— START Given data —
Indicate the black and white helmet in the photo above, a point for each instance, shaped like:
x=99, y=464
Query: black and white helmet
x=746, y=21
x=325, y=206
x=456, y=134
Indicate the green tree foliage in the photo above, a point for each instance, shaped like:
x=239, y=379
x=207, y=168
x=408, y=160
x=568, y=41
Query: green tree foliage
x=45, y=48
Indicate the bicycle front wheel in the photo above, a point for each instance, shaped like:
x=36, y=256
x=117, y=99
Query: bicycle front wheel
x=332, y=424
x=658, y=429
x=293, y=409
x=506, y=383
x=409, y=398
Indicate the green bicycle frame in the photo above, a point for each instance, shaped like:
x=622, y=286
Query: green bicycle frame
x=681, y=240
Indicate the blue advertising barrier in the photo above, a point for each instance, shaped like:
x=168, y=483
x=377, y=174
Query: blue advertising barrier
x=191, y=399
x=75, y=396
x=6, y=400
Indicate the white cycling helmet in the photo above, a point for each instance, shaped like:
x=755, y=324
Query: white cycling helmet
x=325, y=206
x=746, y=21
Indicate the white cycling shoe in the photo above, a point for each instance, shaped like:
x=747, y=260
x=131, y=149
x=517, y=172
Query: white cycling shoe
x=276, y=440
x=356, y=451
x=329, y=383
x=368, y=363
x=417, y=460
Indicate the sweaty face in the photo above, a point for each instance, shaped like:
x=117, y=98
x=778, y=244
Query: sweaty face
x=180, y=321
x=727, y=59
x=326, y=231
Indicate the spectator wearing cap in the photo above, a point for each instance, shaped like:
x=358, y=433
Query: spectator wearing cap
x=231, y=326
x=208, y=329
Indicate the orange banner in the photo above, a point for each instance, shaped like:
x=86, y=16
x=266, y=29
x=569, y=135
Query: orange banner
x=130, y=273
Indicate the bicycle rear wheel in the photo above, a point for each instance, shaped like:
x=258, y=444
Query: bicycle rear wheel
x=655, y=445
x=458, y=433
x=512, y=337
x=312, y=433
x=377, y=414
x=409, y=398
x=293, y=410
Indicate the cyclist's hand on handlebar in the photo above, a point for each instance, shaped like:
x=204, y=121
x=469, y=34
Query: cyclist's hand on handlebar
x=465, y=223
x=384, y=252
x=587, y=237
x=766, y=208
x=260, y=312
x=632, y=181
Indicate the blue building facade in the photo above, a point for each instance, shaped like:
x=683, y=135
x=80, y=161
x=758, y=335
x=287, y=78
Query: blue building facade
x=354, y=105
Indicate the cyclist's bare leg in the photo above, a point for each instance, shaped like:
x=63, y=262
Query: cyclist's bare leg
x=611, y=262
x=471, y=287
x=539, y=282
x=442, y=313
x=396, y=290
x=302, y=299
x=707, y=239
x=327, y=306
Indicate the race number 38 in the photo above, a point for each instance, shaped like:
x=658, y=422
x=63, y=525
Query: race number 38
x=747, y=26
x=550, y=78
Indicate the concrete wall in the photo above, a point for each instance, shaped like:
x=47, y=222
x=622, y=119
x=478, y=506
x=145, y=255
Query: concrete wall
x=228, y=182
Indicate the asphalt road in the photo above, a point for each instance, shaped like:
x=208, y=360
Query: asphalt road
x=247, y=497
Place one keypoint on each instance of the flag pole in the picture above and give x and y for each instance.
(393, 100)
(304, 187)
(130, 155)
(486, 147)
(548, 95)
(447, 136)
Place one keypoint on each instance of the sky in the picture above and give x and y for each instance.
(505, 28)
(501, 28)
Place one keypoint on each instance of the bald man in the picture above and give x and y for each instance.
— END Given data —
**Work instructions**
Render each line of the material above as one string in a JSON list, leaving out any blank lines.

**Correct answer**
[
  "Indicate the black and white helmet in the photo above, a point for each instance, shaped like:",
  "x=99, y=464",
  "Query: black and white helmet",
  "x=746, y=21",
  "x=325, y=206",
  "x=456, y=134",
  "Indicate the green tree foliage in the photo above, a point for each instance, shaped like:",
  "x=239, y=379",
  "x=207, y=168",
  "x=408, y=160",
  "x=568, y=41",
  "Query: green tree foliage",
  "x=45, y=48",
  "Indicate the bicycle front wheel in the photo above, a point for each instance, shaped like:",
  "x=36, y=256",
  "x=117, y=99",
  "Query: bicycle front wheel",
  "x=332, y=424",
  "x=658, y=429",
  "x=293, y=409",
  "x=506, y=383",
  "x=409, y=398",
  "Indicate the green bicycle frame in the photo above, a point for each instance, shaped like:",
  "x=622, y=286",
  "Query: green bicycle frame",
  "x=681, y=240",
  "Indicate the blue advertising barrier in the photo above, a point for each instance, shaped like:",
  "x=168, y=483",
  "x=377, y=174",
  "Query: blue advertising barrier",
  "x=191, y=399",
  "x=75, y=396",
  "x=6, y=400",
  "Indicate the white cycling helmet in the photo above, a point for each instance, shaped like:",
  "x=755, y=324",
  "Query: white cycling helmet",
  "x=325, y=206",
  "x=746, y=21",
  "Indicate the white cycling shoe in the photo above, a point for each instance, shaped like:",
  "x=747, y=260",
  "x=131, y=149",
  "x=517, y=172",
  "Query: white cycling shoe",
  "x=276, y=440",
  "x=356, y=451",
  "x=329, y=383",
  "x=368, y=363",
  "x=417, y=460",
  "Indicate the sweaty face in the photo above, a point for each instance, shaped like:",
  "x=117, y=98",
  "x=778, y=244",
  "Query: sweaty face",
  "x=180, y=321",
  "x=727, y=59",
  "x=326, y=231",
  "Indicate the spectator wearing cap in the photo above, a point for each instance, shaped like:",
  "x=358, y=433",
  "Query: spectator wearing cap",
  "x=231, y=326",
  "x=208, y=329",
  "Indicate the orange banner in the photo above, a point for each instance, shaped like:",
  "x=86, y=16",
  "x=266, y=29",
  "x=569, y=135",
  "Query: orange banner",
  "x=130, y=273",
  "Indicate the bicycle rear wheel in the photo above, a point for each instance, shaped like:",
  "x=258, y=444",
  "Query: bicycle rear wheel",
  "x=655, y=445",
  "x=458, y=433",
  "x=512, y=337",
  "x=312, y=433",
  "x=377, y=414",
  "x=409, y=398",
  "x=293, y=410",
  "Indicate the cyclist's hand on handlebar in the photo above, a point for each instance, shaped like:",
  "x=204, y=121",
  "x=469, y=34",
  "Query: cyclist's hand on handlebar",
  "x=465, y=223",
  "x=384, y=252",
  "x=587, y=237",
  "x=766, y=208",
  "x=260, y=312",
  "x=632, y=181",
  "Indicate the blue building facade in the photo above, a point for each instance, shaped like:",
  "x=683, y=135",
  "x=80, y=161",
  "x=758, y=335",
  "x=287, y=78",
  "Query: blue building facade",
  "x=354, y=105",
  "Indicate the cyclist's bare leg in the photo above, a point for each instance, shaped like:",
  "x=63, y=262",
  "Query: cyclist's bare leg",
  "x=611, y=262",
  "x=471, y=287",
  "x=539, y=282",
  "x=442, y=313",
  "x=396, y=290",
  "x=302, y=299",
  "x=707, y=239",
  "x=327, y=306",
  "Indicate the race number 38 in the photo above, a point for each instance, shaped like:",
  "x=658, y=422",
  "x=63, y=525",
  "Query: race number 38",
  "x=747, y=26",
  "x=550, y=78",
  "Indicate the concrete wall in the photo above, a point for each instance, shaped like:",
  "x=47, y=222",
  "x=622, y=119",
  "x=478, y=506",
  "x=145, y=255",
  "Query: concrete wall",
  "x=228, y=182",
  "Indicate the asphalt road in the photo above, a point for each instance, shaped like:",
  "x=208, y=360",
  "Query: asphalt road",
  "x=247, y=497",
  "Place one keypoint on each instance of the flag pole in the picture above and give x and y for each instance.",
  "(393, 100)",
  "(304, 187)",
  "(130, 155)",
  "(486, 147)",
  "(548, 95)",
  "(447, 136)",
  "Place one keypoint on each instance of the sky in the picture above and give x and y for each instance.",
  "(505, 28)",
  "(501, 28)",
  "Place one keypoint on each instance of the bald man in the picture above and give x and y for each instance."
]